┌──

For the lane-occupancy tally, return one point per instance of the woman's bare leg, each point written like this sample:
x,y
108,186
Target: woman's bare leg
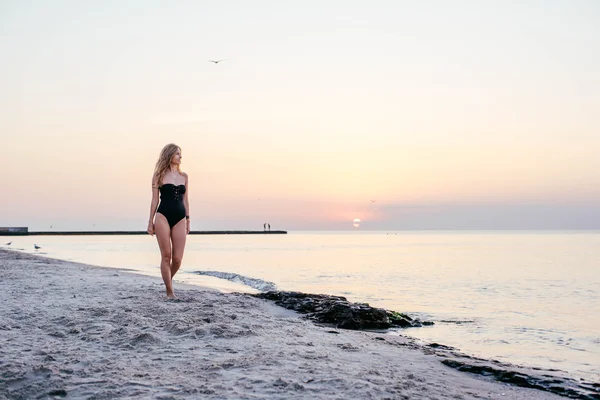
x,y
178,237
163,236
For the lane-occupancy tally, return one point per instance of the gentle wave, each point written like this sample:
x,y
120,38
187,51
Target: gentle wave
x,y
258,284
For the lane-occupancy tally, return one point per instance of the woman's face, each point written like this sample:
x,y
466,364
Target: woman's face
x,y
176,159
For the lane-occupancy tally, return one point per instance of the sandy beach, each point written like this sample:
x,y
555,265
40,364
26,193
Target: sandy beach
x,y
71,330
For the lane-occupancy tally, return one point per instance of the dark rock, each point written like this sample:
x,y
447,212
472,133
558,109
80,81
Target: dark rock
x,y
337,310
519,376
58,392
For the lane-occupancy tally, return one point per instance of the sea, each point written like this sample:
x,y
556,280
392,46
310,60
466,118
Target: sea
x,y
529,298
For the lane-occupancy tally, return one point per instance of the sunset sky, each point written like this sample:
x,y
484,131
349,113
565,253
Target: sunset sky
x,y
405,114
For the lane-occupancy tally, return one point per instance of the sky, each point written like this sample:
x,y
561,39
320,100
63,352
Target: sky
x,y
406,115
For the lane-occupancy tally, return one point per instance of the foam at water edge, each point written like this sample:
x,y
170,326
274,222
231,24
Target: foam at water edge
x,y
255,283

└──

Set down all the entries exactly as they appear, but skip any pictures.

Solution to this task
For the lane-occupancy tally, return one point per instance of the woman's bare leg, each point written like this sample:
x,y
108,186
Target: woman's bare leg
x,y
178,237
163,236
For the lane-occupancy tally, return one point per instance of the gentle wave, each point written like this sample:
x,y
120,38
187,51
Target: gentle wave
x,y
258,284
For the lane-occupancy tally, return one point per instance of the woman's face, each point written like this sample:
x,y
466,364
Target: woman's face
x,y
176,159
For the lane-occupancy tally, return one point per instance of the sandy beach, each point written like this sample:
x,y
555,265
40,364
26,193
Target: sandy beach
x,y
71,330
For the lane-occupancy tally, return one point per instance of the dark rock, each point written like this sample:
x,y
447,212
472,133
558,109
80,81
Target: dark rock
x,y
337,310
519,376
58,392
For the lane-occupancy tally, return one point per instance of the sea, each point written like this sample:
x,y
556,280
392,46
310,60
466,118
Target: sea
x,y
529,298
For the lane-occupancy tally, return one point per instance of the sunset sky, each point written like this sample:
x,y
484,131
349,113
565,253
Target: sunset sky
x,y
405,114
For the lane-occupancy tally, return one point per instance of the sky, each point written like this sample:
x,y
561,39
320,100
63,352
Target: sky
x,y
406,115
For the lane-occupancy tally, return one point per instance of the foam at water edge, each point written like this sample:
x,y
170,326
274,222
231,24
Target: foam at water edge
x,y
255,283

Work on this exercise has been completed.